> _Information shown_:
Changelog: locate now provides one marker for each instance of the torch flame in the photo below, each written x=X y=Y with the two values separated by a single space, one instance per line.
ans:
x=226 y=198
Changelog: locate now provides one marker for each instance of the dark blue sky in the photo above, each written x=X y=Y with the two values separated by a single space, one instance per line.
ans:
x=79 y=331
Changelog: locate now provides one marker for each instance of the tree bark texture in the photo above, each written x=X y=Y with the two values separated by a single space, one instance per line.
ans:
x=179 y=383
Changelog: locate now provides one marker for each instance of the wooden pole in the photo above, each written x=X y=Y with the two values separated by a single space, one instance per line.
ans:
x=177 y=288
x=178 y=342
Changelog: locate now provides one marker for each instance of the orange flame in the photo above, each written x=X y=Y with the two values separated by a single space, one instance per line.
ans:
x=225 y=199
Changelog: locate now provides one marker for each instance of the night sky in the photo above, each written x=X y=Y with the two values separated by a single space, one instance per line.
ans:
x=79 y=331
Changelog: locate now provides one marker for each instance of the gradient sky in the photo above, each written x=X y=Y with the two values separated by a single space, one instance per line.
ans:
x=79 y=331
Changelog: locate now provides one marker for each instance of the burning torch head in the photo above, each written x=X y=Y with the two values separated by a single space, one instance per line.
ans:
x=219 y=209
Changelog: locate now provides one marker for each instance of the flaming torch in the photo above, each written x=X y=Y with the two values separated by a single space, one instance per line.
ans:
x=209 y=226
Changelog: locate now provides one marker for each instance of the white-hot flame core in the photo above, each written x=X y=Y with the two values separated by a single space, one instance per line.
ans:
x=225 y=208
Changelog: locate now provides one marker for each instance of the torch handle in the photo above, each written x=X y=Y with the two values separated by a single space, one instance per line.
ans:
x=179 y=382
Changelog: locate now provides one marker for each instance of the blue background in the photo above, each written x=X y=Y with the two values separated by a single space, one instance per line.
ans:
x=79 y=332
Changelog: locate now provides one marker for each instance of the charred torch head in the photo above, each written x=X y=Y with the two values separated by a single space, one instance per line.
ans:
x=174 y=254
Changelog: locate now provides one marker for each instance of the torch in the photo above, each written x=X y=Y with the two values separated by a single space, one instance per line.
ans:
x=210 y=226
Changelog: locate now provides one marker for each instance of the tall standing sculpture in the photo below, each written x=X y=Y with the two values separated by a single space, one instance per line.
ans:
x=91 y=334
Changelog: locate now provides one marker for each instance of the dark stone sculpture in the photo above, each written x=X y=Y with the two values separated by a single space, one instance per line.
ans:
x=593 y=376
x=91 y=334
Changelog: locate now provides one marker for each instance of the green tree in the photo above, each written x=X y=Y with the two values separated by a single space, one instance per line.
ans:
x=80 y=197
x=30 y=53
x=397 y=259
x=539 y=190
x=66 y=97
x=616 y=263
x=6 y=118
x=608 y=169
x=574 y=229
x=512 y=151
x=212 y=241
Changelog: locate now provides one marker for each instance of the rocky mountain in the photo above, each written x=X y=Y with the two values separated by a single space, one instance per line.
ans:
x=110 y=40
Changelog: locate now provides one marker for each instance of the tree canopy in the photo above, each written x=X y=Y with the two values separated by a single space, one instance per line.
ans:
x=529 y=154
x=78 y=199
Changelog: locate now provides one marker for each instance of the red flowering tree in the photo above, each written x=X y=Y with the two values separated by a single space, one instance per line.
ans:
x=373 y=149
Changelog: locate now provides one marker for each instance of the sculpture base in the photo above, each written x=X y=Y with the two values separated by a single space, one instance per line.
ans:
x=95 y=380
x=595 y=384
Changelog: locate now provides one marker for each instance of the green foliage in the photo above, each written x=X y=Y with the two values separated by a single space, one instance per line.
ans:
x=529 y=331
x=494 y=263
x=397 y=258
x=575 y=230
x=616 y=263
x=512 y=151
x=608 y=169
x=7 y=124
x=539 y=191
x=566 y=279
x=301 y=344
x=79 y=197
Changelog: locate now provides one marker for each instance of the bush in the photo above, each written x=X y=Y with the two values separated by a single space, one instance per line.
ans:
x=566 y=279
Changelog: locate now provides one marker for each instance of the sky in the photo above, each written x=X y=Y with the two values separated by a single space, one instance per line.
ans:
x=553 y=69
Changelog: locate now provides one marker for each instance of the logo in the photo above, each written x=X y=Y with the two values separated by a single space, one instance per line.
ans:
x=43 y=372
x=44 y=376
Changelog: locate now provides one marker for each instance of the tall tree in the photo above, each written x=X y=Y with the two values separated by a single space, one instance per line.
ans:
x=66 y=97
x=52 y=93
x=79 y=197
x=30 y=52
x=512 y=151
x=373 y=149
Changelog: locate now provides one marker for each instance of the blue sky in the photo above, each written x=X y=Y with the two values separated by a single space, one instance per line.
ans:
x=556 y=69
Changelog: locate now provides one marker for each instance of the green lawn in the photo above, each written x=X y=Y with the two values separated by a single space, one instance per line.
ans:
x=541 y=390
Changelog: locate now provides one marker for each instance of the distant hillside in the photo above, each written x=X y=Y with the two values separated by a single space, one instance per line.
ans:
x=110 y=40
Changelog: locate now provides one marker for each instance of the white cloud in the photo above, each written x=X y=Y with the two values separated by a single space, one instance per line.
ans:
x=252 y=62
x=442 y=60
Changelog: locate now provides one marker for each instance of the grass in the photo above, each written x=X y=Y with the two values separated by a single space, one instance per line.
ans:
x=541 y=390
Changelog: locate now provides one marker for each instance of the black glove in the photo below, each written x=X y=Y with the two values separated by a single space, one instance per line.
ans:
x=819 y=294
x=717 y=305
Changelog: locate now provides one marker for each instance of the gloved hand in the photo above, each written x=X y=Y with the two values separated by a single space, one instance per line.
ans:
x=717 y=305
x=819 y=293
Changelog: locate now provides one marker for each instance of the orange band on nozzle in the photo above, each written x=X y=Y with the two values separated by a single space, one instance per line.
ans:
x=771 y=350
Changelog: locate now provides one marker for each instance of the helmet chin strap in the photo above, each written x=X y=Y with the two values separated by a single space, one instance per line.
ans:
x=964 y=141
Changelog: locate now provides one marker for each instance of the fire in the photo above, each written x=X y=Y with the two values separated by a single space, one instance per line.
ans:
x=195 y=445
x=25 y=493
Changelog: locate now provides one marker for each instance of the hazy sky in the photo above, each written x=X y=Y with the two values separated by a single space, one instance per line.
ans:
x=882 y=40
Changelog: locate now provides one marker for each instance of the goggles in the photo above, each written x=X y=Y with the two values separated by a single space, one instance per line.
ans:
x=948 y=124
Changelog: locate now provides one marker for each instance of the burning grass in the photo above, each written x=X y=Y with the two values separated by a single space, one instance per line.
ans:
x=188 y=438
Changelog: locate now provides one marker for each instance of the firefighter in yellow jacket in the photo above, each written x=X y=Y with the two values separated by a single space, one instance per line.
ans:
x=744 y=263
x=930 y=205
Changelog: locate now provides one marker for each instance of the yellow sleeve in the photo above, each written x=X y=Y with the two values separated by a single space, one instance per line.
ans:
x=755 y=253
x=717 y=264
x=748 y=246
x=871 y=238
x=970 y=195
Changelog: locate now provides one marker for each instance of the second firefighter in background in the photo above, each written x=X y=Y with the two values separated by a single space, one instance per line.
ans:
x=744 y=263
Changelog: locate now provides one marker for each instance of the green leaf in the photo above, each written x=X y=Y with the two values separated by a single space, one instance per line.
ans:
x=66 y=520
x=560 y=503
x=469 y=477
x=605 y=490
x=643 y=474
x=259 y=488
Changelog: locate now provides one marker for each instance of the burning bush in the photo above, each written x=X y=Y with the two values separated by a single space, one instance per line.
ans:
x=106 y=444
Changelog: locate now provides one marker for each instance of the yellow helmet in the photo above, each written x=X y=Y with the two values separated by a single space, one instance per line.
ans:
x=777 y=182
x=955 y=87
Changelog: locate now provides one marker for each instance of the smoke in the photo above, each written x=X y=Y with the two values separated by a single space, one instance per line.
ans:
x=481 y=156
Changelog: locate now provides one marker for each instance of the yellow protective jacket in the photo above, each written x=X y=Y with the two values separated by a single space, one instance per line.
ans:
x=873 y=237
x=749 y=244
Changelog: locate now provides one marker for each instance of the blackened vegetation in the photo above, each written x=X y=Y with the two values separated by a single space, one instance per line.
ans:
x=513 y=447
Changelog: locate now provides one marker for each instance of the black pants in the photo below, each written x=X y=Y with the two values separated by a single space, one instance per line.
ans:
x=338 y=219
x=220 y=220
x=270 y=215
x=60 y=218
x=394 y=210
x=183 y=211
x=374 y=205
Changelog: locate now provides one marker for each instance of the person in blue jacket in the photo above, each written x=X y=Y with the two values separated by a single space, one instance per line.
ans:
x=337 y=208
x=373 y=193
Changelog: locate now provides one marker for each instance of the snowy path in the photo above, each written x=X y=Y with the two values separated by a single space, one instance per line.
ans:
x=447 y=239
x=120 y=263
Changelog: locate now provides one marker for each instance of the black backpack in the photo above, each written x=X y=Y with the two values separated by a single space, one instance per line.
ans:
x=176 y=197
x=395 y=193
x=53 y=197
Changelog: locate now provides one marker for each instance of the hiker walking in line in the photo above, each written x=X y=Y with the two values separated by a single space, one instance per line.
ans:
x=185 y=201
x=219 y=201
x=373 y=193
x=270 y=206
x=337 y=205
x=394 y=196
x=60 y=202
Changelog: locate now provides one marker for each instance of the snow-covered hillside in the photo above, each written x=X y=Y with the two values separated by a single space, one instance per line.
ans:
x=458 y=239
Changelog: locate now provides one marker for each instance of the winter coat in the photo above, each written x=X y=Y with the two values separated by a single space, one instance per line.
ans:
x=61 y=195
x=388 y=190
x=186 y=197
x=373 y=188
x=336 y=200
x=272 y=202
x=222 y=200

> _Work item_: Copy out every line from the material above where the string "orange" turns up.

> _Solved problem_:
Changelog: locate now provides one marker for each instance of the orange flame in the photo above, each written x=X y=Y with the two values separated by a single space, one instance per line.
Changelog: locate now provides one marker for each instance of the orange band on nozzle in the photo above, each written x=X y=Y with the two values separated by a single space, one instance per line.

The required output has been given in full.